Set task -
Copy every record word for word.

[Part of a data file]
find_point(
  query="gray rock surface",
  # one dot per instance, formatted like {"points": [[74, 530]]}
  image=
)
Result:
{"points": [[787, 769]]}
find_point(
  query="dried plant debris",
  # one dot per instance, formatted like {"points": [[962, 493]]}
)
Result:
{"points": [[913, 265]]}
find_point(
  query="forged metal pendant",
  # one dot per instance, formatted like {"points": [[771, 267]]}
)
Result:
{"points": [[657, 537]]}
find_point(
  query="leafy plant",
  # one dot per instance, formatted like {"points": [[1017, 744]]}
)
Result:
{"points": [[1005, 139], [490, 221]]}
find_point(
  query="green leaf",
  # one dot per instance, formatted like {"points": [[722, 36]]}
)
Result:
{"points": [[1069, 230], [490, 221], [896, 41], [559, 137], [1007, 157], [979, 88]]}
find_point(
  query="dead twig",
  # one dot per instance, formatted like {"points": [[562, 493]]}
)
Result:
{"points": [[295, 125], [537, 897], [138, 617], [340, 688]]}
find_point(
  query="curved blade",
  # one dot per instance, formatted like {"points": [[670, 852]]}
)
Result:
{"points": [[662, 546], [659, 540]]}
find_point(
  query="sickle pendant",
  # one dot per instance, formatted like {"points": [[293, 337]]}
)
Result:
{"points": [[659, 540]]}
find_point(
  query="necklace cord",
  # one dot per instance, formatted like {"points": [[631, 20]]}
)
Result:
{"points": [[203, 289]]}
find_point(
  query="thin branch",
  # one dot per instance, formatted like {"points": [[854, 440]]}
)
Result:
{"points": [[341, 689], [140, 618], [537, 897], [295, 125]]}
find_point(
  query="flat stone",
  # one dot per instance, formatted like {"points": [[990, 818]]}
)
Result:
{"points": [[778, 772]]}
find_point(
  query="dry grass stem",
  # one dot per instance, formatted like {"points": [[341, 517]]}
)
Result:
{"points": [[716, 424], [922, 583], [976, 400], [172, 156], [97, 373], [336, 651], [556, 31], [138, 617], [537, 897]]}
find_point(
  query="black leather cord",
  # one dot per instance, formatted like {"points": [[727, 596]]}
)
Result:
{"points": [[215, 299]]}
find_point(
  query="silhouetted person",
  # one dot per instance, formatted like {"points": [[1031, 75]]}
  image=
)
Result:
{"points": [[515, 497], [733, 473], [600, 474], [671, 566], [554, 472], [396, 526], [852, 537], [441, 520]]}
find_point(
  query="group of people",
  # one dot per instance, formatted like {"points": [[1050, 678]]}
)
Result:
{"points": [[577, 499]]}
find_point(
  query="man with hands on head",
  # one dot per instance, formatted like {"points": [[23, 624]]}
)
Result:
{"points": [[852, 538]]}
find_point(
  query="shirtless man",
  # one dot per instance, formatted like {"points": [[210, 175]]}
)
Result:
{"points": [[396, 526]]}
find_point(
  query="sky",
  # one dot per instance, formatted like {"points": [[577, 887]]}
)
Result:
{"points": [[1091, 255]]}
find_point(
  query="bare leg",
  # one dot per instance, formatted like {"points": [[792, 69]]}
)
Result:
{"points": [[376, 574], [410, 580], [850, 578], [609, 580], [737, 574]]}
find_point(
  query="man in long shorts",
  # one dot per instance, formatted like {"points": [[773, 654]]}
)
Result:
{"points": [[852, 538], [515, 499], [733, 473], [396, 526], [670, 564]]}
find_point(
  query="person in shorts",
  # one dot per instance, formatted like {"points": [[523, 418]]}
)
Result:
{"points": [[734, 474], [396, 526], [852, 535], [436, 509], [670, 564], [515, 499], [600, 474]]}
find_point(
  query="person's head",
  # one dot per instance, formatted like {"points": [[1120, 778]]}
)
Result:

Solved exercise -
find_point(
  query="gray rock surface",
  # one dot per instance, formatted like {"points": [[74, 530]]}
  image=
)
Result:
{"points": [[787, 769]]}
find_point(
  query="dried plant debris",
  # one dot per instance, formatted like {"points": [[962, 493]]}
)
Result:
{"points": [[913, 265]]}
find_point(
  query="forged metal pendant",
  # one dot per instance, formatted like {"points": [[771, 267]]}
)
Result:
{"points": [[657, 537]]}
find_point(
  query="leafy plant",
  # one dot per instance, formatted like {"points": [[1017, 744]]}
)
Result:
{"points": [[1005, 139], [490, 221]]}
find_point(
  query="green leaf",
  # one dot per instance, formatted like {"points": [[722, 36]]}
)
Result:
{"points": [[1069, 230], [490, 221], [896, 41], [559, 137], [1007, 157], [979, 88]]}
find_point(
  query="dead twig",
  # one dot per instance, formatted like {"points": [[562, 493]]}
)
Result:
{"points": [[295, 125], [537, 897], [138, 617], [340, 688]]}
find_point(
  query="curved blade",
  # one dot per instance, formatted like {"points": [[670, 852]]}
)
Result:
{"points": [[662, 546], [659, 540]]}
find_point(
  query="sickle pendant",
  # one dot per instance, formatted like {"points": [[293, 337]]}
)
Result:
{"points": [[659, 540]]}
find_point(
  query="necklace cord",
  # one dot per instance, formatted like {"points": [[631, 20]]}
)
Result:
{"points": [[203, 289]]}
find_point(
  query="thin branch",
  # one dot per instance, formatted like {"points": [[854, 440]]}
)
Result:
{"points": [[341, 689], [140, 618], [537, 897], [295, 125]]}
find_point(
  query="flat stone",
  # one dot per instance, formatted like {"points": [[990, 818]]}
)
Result:
{"points": [[778, 772]]}
find_point(
  query="dry grass stem",
  # one dot per instance, formatted like {"points": [[341, 517]]}
)
Result:
{"points": [[716, 424], [922, 583], [976, 400], [172, 156], [97, 373], [336, 651], [556, 31], [138, 617], [537, 897]]}
find_point(
  query="black leather cord",
  # one dot per instance, formatted like {"points": [[727, 596]]}
)
Result:
{"points": [[215, 299]]}
find_point(
  query="silhouetted person",
  # one dot per instance, formatted like {"points": [[1031, 75]]}
  image=
)
Result:
{"points": [[515, 497], [733, 473], [600, 474], [671, 566], [554, 472], [396, 526], [852, 537], [441, 520]]}
find_point(
  query="group of people",
  # one dot per instance, formatted like {"points": [[1050, 678]]}
)
Result:
{"points": [[577, 499]]}
find_point(
  query="man with hands on head",
  # one dot per instance, formatted like {"points": [[23, 624]]}
)
Result:
{"points": [[852, 538]]}
find_point(
  query="shirtless man",
  # one dot per instance, formatted like {"points": [[210, 175]]}
)
Result:
{"points": [[396, 526]]}
find_point(
  query="sky",
  # one dot per instance, formatted like {"points": [[577, 887]]}
)
Result:
{"points": [[1091, 255]]}
find_point(
  query="bare leg",
  # one dot per instance, formatted like {"points": [[792, 69]]}
)
Result:
{"points": [[376, 574], [410, 580], [850, 578], [609, 580], [737, 574]]}
find_point(
  query="man in long shorts",
  # one dot per instance, formatted like {"points": [[773, 654]]}
)
Result:
{"points": [[852, 538], [515, 499], [733, 473], [396, 526], [670, 564]]}
find_point(
  query="person in shorts",
  # one dot per instance, formatted like {"points": [[523, 418]]}
)
Result:
{"points": [[734, 474], [396, 526], [852, 535], [436, 509], [670, 564], [515, 499], [600, 474]]}
find_point(
  query="person's head",
  # one dot per instance, formatted like {"points": [[1120, 778]]}
)
Result:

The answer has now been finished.